▶ _GIVEN TEXT_
Washington post appears to have recently taken this down

But the US legacy has taken another unusual turn again. The New York Times in an article last week, described how the CIA dropped shopping bags of hundreds of thousands to millions of dollars, every month for over a decade, for Ahmed Karzai, the US stooge “elected” president of Afghanistan. This “ghost money,” as the Afghan’s call it is meant to help them govern with the many complexities, which include warlords that need to be bribed.

According to NYTimes, US officials described of this ghost money:

“The biggest source of corruption in Afghanistan”, one American official said, “was the United States.”

In response to the New York Times article, Karzai blessed the CIA and expressed his joy at confirming that the corruption money would continue to be showered upon them.

NYTimes:

With Bags of Cash, C.I.A. Seeks Influence in Afghanistan

By MATTHEW ROSENBERG
Published: April 28, 2013

KABUL, Afghanistan — For more than a decade, wads of American dollars packed into suitcases, backpacks and, on occasion, plastic shopping bags have been dropped off every month or so at the offices of Afghanistan’s president — courtesy of the Central Intelligence Agency.

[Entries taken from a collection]
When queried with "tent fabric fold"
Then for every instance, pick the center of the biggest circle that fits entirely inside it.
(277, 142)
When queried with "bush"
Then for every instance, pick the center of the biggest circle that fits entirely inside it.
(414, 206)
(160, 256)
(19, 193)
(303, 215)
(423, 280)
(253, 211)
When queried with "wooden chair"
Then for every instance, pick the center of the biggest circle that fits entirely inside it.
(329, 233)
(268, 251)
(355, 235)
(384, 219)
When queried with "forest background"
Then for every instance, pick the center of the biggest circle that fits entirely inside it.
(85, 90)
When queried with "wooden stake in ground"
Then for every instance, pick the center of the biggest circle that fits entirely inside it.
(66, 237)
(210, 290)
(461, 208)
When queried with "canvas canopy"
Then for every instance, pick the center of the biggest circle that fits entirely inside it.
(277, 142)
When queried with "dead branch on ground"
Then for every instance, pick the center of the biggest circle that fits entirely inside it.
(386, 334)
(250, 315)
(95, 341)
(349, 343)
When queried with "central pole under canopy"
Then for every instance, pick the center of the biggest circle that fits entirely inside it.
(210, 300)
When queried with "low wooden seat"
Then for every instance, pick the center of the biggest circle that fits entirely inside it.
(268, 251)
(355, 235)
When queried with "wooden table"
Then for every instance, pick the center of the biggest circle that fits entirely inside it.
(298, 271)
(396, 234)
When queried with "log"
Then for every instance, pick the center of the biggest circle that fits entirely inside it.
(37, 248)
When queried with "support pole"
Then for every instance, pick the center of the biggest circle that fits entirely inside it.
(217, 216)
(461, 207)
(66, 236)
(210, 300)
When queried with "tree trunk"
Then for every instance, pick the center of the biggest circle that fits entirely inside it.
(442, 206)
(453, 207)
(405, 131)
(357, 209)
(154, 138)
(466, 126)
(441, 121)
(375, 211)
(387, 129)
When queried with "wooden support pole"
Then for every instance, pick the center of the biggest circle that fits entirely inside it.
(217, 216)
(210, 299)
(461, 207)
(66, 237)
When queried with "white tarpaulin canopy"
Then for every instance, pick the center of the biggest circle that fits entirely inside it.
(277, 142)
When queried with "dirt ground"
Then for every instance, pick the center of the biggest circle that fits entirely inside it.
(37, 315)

▶ _SET OF TASKS_
1. In the passage on CIA cash payments in Afghanistan, swap "suitcases" for "duffel bags" and write out the section starting with "In response to" and going on through "Central Intelligence Agency.".
2. Report how many lines of the listing contain the string "support", giving only the number.

▶ _FULL ANSWERS_
1.
In response to the New York Times article, Karzai blessed the CIA and expressed his joy at confirming that the corruption money would continue to be showered upon them.

NYTimes:

With Bags of Cash, C.I.A. Seeks Influence in Afghanistan

By MATTHEW ROSENBERG
Published: April 28, 2013

KABUL, Afghanistan — For more than a decade, wads of American dollars packed into duffel bags, backpacks and, on occasion, plastic shopping bags have been dropped off every month or so at the offices of Afghanistan’s president — courtesy of the Central Intelligence Agency.

2. 2